- [DATA FOR THIS TASK]:
◆ ◆ ◆ ◆ ◆ ◆ ◆

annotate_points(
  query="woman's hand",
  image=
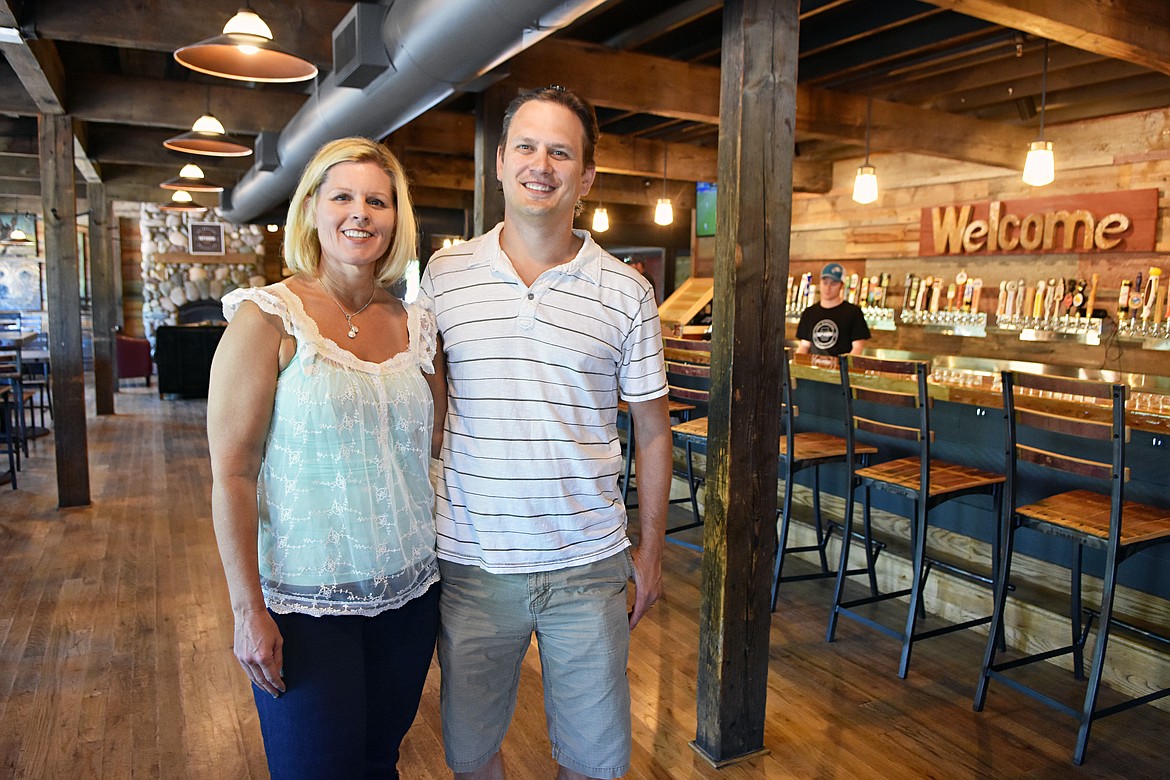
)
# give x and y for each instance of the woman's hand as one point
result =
(260, 650)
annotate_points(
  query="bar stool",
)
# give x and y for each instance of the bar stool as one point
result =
(6, 432)
(800, 450)
(888, 399)
(1084, 442)
(12, 373)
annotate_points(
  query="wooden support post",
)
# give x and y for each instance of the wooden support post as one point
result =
(59, 197)
(489, 199)
(103, 269)
(757, 115)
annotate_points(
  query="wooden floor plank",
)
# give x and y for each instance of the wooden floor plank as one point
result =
(116, 655)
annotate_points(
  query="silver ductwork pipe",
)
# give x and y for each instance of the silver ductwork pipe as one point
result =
(433, 46)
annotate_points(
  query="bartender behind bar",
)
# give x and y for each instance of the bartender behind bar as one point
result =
(832, 325)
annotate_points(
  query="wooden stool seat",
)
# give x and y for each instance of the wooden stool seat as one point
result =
(944, 477)
(889, 400)
(813, 447)
(1084, 512)
(1085, 441)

◆ ◆ ◆ ◆ ◆ ◆ ◆

- [PROBLEM]: All of the listing is to be written out exactly, with the pictures left out.

- [WRITTEN ANSWER]:
annotate_points(
  query="woman's hand",
  image=
)
# give x and y for each instance of the woman's hand as one point
result =
(260, 650)
annotate_points(
  query="bar stool",
)
# give x and y for each instance of the bar stool as one point
result =
(6, 432)
(800, 450)
(888, 399)
(1084, 442)
(12, 373)
annotate_points(
  query="wooden support post",
)
# give x and y for each instance of the wooden support post as one point
result =
(59, 197)
(489, 199)
(103, 269)
(757, 115)
annotate_points(
  query="wooden floor plank",
)
# give x and y for each instance of the wooden floor plank as one point
result =
(116, 655)
annotate_points(
  query="silver ductwork pipe",
)
# give x and y for each instance of the silver ductwork pipe as one point
result =
(433, 46)
annotate_points(
  query="bartender behind bar",
)
# give x and y for each instance of the bartender behind bar as one point
result =
(832, 325)
annotate_points(
  query="wooden stool seat",
)
# give x and y for each instance of the wooden stool seat as one point
result =
(944, 477)
(889, 400)
(813, 447)
(1084, 512)
(1085, 441)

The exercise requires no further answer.